Check every line of the data below for "metal". Copy each one that has it.
- Opening Delimiter -
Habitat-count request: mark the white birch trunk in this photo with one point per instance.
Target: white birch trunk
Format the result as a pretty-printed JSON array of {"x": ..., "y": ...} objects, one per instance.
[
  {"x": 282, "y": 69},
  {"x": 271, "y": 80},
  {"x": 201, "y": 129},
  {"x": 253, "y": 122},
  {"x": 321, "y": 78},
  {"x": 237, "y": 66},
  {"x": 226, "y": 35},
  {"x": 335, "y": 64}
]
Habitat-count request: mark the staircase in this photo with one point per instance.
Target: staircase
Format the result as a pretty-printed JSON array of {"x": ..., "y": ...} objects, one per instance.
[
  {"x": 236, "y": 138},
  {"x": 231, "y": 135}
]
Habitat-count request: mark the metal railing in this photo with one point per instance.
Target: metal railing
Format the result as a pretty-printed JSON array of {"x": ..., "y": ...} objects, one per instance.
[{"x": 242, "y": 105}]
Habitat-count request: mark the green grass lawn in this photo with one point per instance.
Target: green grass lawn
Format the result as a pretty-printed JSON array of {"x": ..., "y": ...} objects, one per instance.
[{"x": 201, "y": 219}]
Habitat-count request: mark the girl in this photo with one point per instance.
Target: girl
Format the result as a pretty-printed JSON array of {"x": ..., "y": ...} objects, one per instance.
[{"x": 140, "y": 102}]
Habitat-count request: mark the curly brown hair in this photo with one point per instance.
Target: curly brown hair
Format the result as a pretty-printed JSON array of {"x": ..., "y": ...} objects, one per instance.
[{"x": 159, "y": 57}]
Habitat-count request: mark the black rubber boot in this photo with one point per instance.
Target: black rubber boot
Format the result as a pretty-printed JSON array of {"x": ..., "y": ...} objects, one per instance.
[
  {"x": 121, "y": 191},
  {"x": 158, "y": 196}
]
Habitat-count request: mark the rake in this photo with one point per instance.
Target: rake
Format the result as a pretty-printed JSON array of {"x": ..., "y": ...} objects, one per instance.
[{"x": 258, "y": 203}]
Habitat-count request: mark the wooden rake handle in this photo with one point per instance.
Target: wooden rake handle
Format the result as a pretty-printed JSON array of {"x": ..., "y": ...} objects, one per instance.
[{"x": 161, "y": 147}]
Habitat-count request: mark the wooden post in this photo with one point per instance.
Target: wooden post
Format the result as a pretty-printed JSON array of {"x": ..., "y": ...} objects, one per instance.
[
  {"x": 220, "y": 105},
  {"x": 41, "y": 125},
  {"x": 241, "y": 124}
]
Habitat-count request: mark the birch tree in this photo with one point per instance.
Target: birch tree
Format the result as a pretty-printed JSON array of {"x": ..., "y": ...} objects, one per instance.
- Closing Delimiter -
• [OUTPUT OF THE TASK]:
Habitat-count request: mark the metal railing in this photo with one point per instance.
Target: metal railing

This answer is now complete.